• **Given exercise**
In the records below, find the line containing "Task: indicate the city"; copy exactly that line and all lines after it to the end, and nothing else.

• **Supplied records**
= = = =
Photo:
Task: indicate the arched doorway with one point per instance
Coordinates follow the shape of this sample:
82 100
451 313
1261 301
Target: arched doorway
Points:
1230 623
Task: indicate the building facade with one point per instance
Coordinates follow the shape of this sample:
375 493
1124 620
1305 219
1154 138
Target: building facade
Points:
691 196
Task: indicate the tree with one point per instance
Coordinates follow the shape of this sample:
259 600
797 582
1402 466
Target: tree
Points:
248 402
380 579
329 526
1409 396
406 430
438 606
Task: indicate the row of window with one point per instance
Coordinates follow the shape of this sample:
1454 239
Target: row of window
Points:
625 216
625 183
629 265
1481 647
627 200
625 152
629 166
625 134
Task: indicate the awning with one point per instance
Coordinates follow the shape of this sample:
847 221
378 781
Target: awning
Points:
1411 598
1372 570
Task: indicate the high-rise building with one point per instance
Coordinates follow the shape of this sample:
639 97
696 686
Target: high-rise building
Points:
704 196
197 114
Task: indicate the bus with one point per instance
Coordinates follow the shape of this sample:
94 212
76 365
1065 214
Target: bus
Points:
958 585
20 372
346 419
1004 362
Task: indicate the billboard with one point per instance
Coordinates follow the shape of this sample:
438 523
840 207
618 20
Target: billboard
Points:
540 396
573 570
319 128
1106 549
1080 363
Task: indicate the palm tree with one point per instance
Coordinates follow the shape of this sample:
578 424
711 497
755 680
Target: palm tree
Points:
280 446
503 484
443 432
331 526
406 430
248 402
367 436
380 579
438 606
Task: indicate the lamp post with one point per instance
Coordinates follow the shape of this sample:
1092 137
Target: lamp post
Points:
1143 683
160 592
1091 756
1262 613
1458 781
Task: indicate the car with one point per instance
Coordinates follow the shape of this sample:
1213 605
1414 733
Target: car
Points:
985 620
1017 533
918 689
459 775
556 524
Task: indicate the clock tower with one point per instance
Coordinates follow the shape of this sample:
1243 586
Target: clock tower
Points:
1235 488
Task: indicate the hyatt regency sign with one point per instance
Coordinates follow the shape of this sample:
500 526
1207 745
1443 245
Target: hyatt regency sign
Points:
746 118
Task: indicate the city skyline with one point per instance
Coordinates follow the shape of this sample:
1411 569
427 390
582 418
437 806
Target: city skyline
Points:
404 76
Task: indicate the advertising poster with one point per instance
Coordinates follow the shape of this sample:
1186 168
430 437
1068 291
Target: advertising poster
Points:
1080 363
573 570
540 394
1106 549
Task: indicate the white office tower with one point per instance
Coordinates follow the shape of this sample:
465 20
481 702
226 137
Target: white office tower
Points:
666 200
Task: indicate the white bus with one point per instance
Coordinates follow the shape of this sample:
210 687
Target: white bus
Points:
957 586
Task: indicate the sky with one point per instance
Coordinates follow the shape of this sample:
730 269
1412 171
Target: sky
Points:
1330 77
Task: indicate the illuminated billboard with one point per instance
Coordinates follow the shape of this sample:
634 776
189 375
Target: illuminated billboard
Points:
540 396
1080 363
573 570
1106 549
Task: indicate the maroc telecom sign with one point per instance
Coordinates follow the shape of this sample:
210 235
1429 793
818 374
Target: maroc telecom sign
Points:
= = = =
• **Answer to the problem**
Task: indicate the city skyline with one point per instance
Coordinates follow the shape of this sample:
1411 569
427 390
582 418
437 806
Target: city skyline
Points:
404 76
Task: indicate the advertising poster with one point per instance
Coordinates follow the shape of this sample:
1186 168
430 437
1068 291
Target: advertising poster
Points:
1080 363
573 570
540 394
1106 549
Task: indicate the white office tower with one point per instance
Coordinates follow the shape of this sample:
465 20
481 702
226 137
Target: white office tower
Points:
666 200
Task: indicate the white bus with one point per instance
Coordinates follow the shape of this sample:
210 687
Target: white bus
Points:
957 586
Task: indicate the sky with one point per instance
Coordinates follow the shape of this sample:
730 269
1412 171
Target: sky
Points:
1330 77
Task: indicate the illuminated billboard with one point per instance
Coordinates follow the shape of this sample:
634 776
189 375
Target: illuminated billboard
Points:
540 396
1080 363
573 570
1106 549
Task: indicate the maroc telecom sign with one point per instance
Coordinates follow the shape of this sample:
210 235
1429 793
818 374
Target: maroc telecom sign
Points:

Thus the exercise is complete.